EXCERPT PROVIDED =>
Simultaneous Swap Regret Minimization via KL-Calibration¶

Conference: NeurIPS 2025 arXiv: 2502.16387 Code: None Area: Online Learning / Calibration Theory Keywords: Swap Regret, KL-Calibration, Proper Loss, Online Forecasting, Blum-Mansour Reduction

TL;DR¶

This paper introduces KL-Calibration as a stronger calibration measure, establishes its equivalence to the swap regret of log loss, and achieves a simultaneous swap regret bound of \(\tilde{\mathcal{O}}(T^{1/3})\) via non-uniform discretization and a novel randomized rounding scheme, covering a broader class of proper losses than prior work.

Background & Motivation¶

Online calibration is a central problem in sequential probability forecasting: a forecaster issues probability predictions \(p_t \in [0,1]\) at each time step while an adversary selects binary labels \(y_t \in \{0,1\}\), with the goal of making the empirical conditional distribution of predictions as close as possible to the true conditional distribution. Classical \(\ell_1\)-Calibration is known to admit a lower bound of \(\Omega(T^{0.54})\), precluding the ideal \(O(\sqrt{T})\) rate, whereas \(\ell_2\)-Calibration is achievable at \(\tilde{O}(T^{1/3})\).

(Records contained in a dataset)
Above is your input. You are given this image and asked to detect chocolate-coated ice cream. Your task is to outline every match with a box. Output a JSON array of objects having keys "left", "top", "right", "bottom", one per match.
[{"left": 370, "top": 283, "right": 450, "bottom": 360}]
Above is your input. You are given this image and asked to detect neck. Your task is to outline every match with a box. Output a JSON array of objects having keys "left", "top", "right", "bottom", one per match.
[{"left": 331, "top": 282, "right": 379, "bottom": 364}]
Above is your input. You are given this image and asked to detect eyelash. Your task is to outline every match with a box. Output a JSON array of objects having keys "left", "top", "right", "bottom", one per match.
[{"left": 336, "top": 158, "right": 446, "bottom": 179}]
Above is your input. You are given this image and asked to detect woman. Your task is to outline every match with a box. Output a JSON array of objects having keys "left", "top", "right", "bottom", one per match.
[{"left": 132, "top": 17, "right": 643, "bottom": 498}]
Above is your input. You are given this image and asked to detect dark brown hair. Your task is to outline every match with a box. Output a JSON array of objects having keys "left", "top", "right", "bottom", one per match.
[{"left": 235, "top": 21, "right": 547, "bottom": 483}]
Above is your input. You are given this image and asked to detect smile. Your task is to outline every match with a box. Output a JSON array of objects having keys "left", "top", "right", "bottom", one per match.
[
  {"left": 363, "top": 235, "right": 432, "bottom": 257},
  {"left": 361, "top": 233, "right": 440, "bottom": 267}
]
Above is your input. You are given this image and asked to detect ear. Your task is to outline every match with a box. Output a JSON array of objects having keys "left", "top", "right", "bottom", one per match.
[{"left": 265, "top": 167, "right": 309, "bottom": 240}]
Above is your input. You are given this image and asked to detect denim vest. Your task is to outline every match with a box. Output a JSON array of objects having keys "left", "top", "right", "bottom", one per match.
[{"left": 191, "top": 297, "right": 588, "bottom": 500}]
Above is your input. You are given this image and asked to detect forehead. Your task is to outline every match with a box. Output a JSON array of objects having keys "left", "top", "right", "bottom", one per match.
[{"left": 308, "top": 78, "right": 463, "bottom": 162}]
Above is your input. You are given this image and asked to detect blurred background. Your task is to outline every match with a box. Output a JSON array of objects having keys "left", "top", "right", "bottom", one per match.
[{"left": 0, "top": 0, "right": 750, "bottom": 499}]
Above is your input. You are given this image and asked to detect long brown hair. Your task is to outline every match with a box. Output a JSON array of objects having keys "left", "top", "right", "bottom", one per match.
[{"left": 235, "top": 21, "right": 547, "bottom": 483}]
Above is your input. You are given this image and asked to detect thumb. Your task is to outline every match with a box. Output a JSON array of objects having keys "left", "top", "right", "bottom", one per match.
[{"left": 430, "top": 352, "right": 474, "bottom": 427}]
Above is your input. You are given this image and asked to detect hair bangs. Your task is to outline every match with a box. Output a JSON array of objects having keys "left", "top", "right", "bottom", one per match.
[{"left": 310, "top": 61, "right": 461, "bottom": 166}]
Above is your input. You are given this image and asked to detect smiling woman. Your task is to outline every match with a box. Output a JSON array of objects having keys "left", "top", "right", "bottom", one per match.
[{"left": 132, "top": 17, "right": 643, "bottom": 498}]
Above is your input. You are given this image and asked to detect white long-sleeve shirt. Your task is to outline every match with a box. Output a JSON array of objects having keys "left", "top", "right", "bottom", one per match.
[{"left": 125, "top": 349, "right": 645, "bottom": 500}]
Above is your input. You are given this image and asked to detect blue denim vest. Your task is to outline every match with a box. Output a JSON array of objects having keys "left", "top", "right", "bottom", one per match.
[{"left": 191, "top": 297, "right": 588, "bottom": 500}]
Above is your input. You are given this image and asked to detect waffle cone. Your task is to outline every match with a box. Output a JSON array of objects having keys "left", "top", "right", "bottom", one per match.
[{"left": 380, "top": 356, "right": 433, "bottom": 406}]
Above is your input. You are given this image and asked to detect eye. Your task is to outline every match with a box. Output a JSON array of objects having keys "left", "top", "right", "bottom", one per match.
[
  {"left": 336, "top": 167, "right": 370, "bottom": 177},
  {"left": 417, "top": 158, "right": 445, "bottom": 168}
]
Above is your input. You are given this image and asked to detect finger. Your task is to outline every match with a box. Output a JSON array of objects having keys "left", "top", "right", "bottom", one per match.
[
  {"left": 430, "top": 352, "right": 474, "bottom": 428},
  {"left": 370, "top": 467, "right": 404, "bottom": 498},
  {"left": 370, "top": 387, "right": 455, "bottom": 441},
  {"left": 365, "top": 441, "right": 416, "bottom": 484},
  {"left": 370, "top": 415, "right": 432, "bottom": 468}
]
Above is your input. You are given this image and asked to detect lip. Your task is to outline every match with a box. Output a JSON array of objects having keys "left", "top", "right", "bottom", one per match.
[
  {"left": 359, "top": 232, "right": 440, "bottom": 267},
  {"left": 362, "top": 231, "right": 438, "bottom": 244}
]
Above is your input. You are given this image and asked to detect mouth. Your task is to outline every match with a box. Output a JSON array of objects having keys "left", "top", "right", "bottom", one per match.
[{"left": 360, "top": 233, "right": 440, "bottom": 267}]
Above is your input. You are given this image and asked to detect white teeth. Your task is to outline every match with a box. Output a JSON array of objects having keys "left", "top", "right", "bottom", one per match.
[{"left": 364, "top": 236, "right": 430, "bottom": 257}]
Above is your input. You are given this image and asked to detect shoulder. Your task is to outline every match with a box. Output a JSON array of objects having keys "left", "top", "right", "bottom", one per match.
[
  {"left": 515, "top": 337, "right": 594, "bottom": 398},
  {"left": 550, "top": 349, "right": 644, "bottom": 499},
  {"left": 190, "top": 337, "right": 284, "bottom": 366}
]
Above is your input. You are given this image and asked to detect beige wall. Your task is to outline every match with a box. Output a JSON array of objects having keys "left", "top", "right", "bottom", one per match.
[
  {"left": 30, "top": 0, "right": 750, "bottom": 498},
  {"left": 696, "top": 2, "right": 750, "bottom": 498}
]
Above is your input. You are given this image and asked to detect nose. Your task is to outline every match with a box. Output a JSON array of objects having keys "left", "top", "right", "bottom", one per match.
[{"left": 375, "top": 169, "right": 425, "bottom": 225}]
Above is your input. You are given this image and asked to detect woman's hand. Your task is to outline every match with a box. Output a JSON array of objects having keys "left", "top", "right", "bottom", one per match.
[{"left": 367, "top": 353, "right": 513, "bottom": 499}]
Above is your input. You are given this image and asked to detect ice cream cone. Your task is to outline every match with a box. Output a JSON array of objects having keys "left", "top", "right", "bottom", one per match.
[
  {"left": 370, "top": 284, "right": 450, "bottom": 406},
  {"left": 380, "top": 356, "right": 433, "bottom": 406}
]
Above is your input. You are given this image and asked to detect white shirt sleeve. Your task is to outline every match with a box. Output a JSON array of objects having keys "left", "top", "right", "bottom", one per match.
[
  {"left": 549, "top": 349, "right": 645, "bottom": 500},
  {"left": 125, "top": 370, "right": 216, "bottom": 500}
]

DIRECTIVES =>
**A)** According to the KL-Calibration summary, at which conference does the paper appear?
**B)** Pick out each line in the rows that contains the string "long", treating uppercase and lowercase as different, and copy those lines.
These rows have no connection to the KL-Calibration summary.

RESPONSES TO THE EXERCISE =>
**A)** NeurIPS 2025

**B)**
Above is your input. You are given this image and asked to detect long brown hair. Your task is to outline every match with a box. Output a JSON array of objects having keys "left", "top", "right", "bottom", one per match.
Above is your input. You are given this image and asked to detect white long-sleeve shirt. Your task is to outline every match with a box. Output a JSON array of objects having keys "left", "top", "right", "bottom", one per match.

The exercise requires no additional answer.